**TASKS:**
(1) Can you edit the MS and diving text so that everything from "Some drugs used" down to "a great trip." appears again with "dive doc" replaced by "diving physician"?
(2) According to the text on MS and diving, what can sometimes trigger MS relapses?
(3) Could you extend the text on MS and diving, picking up after its last sentence?

**SOURCE DOCUMENT:**
───

MS though is worth a bit of didactic discussion though. It's a neurological illness involving the central nervous system (brain, spinal cord and optic nerves). The CNS nerve fibres are surrounded by an insulating fatty sheath composed of myelin, which aids in the transmission of electrical impulses. In MS, myelin is lost and replaced by areas of scarring, termed sclerosis – often in multiple disparate areas, hence the disease's name. As a result, conduction in the nerves is disrupted, giving rise to a broad range of symptoms – cognitive impairment (memory difficulties, attention and concentration deficits), sensory manifestations (pins and needles, numbness), bowel or bladder disturbances, and visual problems to name the more common. Anyone with a passing knowledge of DCI will perhaps recognise all of these as possible symptoms, and historically this has been a major issue – diagnostic confusion between MS and DCI. Although a delay is possible, precautions such as keeping an up to date record of a MS diver's neurological deficits should allow a clued-up doc to distinguish the two. There's no evidence that diving has any detrimental effect on the disease process, but sometimes MS relapses can be triggered by over-exertion or extremes of temperature. These factors should be borne in mind when considering dive trips and evaluating conditions on the day.
Some drugs used to treat MS and its symptoms might also have an impact on in-water safety, so best discuss any new medications with a dive doc before jetting off. Have a great trip.

───

Natural language region descriptions:
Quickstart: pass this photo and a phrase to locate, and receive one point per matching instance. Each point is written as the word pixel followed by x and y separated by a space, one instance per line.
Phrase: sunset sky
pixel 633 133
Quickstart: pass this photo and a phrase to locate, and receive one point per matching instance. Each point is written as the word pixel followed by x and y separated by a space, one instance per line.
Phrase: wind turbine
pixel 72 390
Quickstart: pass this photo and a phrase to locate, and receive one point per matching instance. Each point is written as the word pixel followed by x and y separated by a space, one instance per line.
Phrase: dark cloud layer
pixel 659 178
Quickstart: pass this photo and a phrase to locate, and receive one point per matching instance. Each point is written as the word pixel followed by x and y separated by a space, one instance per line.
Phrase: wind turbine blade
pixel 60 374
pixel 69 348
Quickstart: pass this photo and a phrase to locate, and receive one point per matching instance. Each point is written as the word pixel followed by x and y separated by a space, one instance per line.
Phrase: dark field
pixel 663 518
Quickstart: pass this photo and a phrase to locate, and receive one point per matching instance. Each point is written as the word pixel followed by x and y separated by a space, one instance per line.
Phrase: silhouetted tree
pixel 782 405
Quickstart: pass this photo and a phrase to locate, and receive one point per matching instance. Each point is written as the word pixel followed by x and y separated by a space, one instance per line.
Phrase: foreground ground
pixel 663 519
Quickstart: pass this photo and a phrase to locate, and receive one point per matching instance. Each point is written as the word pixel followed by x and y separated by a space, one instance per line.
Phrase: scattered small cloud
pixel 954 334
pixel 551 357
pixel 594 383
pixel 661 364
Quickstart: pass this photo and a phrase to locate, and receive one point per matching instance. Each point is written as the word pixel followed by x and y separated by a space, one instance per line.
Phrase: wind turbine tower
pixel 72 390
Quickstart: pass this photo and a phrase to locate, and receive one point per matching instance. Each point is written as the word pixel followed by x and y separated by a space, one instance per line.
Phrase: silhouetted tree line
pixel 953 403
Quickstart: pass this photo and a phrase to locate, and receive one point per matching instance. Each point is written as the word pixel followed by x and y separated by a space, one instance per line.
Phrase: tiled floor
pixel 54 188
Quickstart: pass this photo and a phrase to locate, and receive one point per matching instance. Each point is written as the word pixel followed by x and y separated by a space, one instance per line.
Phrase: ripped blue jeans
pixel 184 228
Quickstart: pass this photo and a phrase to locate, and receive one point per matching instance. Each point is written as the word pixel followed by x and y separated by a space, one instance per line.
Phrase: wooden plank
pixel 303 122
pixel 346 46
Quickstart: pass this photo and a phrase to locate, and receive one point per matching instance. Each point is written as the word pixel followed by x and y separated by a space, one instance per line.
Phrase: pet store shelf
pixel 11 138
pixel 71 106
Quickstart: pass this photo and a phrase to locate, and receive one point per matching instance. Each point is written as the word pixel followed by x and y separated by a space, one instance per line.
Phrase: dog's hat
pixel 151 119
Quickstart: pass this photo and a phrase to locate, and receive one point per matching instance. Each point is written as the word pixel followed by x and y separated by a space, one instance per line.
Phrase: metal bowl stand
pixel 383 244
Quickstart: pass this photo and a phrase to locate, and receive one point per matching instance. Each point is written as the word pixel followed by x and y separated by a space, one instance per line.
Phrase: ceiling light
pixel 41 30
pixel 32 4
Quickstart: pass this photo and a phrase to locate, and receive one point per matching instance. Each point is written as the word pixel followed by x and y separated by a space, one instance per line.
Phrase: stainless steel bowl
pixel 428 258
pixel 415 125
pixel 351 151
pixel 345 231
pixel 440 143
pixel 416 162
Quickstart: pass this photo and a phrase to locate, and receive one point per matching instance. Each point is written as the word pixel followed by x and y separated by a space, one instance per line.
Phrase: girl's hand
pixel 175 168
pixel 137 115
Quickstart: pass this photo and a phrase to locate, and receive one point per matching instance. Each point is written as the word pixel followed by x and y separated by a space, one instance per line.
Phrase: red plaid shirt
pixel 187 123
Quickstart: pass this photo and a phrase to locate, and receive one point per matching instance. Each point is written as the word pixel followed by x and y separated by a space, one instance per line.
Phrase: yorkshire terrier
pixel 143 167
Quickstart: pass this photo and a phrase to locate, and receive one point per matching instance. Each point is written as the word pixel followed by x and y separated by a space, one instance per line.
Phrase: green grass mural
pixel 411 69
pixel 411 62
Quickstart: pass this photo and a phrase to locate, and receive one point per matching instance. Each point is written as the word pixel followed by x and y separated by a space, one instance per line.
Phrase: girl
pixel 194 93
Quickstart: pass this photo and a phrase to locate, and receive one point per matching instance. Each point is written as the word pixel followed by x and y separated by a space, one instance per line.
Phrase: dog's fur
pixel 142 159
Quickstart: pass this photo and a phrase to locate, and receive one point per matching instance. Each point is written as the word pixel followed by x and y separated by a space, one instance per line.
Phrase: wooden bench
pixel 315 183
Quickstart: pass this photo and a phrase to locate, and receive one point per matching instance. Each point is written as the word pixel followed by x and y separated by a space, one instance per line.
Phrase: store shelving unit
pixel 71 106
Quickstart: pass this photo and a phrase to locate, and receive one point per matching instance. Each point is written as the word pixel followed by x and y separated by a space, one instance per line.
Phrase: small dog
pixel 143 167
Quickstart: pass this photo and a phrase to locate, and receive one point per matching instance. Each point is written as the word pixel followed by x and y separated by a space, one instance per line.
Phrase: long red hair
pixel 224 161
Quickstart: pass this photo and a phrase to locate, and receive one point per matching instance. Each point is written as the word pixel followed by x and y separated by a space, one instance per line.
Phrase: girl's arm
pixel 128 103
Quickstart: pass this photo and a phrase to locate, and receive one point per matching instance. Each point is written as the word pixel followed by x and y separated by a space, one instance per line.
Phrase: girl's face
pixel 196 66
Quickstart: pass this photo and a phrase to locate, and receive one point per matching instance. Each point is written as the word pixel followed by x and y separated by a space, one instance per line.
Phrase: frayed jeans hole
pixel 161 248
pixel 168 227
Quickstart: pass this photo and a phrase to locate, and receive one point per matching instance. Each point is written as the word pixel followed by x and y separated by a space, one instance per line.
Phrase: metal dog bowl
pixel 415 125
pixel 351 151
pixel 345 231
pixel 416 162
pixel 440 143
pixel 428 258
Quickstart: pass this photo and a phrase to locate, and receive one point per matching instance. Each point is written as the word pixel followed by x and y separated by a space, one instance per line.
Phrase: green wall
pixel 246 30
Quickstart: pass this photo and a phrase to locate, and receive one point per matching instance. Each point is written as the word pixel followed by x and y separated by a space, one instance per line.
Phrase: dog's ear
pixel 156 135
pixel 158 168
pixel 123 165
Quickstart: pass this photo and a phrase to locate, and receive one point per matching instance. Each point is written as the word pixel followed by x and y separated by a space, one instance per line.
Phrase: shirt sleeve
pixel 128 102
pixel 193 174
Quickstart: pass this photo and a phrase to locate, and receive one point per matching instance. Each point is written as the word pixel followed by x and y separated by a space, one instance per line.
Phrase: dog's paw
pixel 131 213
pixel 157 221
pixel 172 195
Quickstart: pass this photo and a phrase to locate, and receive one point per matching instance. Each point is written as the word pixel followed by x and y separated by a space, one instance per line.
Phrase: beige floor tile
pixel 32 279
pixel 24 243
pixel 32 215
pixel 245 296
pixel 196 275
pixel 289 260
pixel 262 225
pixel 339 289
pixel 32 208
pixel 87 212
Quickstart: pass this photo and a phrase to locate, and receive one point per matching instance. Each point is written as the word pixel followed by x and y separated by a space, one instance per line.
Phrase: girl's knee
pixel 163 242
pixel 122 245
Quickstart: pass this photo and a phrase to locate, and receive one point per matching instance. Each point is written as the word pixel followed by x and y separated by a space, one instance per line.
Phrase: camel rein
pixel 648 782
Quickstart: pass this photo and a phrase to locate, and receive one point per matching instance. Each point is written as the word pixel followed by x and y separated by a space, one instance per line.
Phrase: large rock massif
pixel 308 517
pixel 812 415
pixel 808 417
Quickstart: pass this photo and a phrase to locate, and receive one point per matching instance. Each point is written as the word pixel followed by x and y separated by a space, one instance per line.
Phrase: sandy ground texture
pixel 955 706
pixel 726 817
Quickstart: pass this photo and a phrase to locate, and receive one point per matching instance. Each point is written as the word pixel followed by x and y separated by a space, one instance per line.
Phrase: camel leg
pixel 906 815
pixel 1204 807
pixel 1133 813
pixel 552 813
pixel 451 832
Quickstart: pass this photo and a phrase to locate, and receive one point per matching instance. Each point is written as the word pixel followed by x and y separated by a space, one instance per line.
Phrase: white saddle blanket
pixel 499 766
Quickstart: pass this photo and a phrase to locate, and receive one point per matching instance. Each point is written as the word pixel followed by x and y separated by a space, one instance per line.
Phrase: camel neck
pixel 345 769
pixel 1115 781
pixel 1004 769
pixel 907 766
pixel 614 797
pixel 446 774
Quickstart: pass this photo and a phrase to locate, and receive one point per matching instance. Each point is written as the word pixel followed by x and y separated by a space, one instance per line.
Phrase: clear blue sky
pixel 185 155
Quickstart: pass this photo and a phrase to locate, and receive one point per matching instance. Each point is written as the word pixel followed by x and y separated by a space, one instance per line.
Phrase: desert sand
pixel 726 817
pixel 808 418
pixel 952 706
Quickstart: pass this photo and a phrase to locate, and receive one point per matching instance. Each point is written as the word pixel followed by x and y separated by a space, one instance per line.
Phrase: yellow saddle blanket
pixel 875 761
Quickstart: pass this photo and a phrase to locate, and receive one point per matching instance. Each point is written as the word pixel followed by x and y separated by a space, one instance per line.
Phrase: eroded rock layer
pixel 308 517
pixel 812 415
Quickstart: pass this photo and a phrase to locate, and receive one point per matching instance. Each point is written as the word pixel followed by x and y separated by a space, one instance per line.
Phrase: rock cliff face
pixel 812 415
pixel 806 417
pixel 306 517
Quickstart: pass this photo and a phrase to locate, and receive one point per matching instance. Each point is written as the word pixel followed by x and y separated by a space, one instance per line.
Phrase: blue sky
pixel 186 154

───

**OUTPUTS FOR THE TASKS:**
(1)
Some drugs used to treat MS and its symptoms might also have an impact on in-water safety, so best discuss any new medications with a diving physician before jetting off. Have a great trip.

(2) Over-exertion or extremes of temperature.

(3)
I am aged 59 and have been receiving treatment as a Parkinson's patient for the last 18 years. The disease is fairly well controlled. I have always fancied taking up diving but thought that the Parkinson's Disease would rule it out. Talking with a friend today he mentioned you and suggested I ask the question. So here it is: "Would I be allowed to train and qualify for scuba diving?"
This condition has such a broad range of presentations that the answer to your question is not easy. Parkinson’s is one of the “movement disorders”, and results from a loss of cells in the brain, particularly those that secrete a substance called dopamine. The lack of dopamine gives rise to the classic symptoms of impaired motor and speech skills. To dive or not to dive? As usual, it boils down to individualised assessment. Certainly in its early stages, the disease sometimes has very little noticeable effect, and there is no evidence that diving worsens or accelerates it. The potential problems I can envisage are several though. Firstly the physical: Parkinson’s is characterised by muscle rigidity, tremor and slowing of movements, often complicated by poor balance. Practical issues such as donning kit, water entry/exit and finning would become tricky. Secondly, cognitive disturbances: reaction time slows, procedural memory (so-called “how to” knowledge, that used when performing skills) is impaired, and later dementia occurs, with hallucinations, delusions and paranoia developing. Thirdly, medication: the main drug used to treat Parkinson’s is called Levodopa, which attempts to replace the lost dopamine in the brain. It can cause dizziness, confusion and visual disturbances. Several other medicines used to potentiate or control side effects of Levodopa may have their own adverse effects too. All a bit of a worry.
So there are lots of possible hurdles, but I would never give an outright “no” without seeing a patient first. It would be unfair to deprive an individual with mild and manageable symptoms of the pleasures of diving. If you want to take things further, come on in and we’ll see what we can do.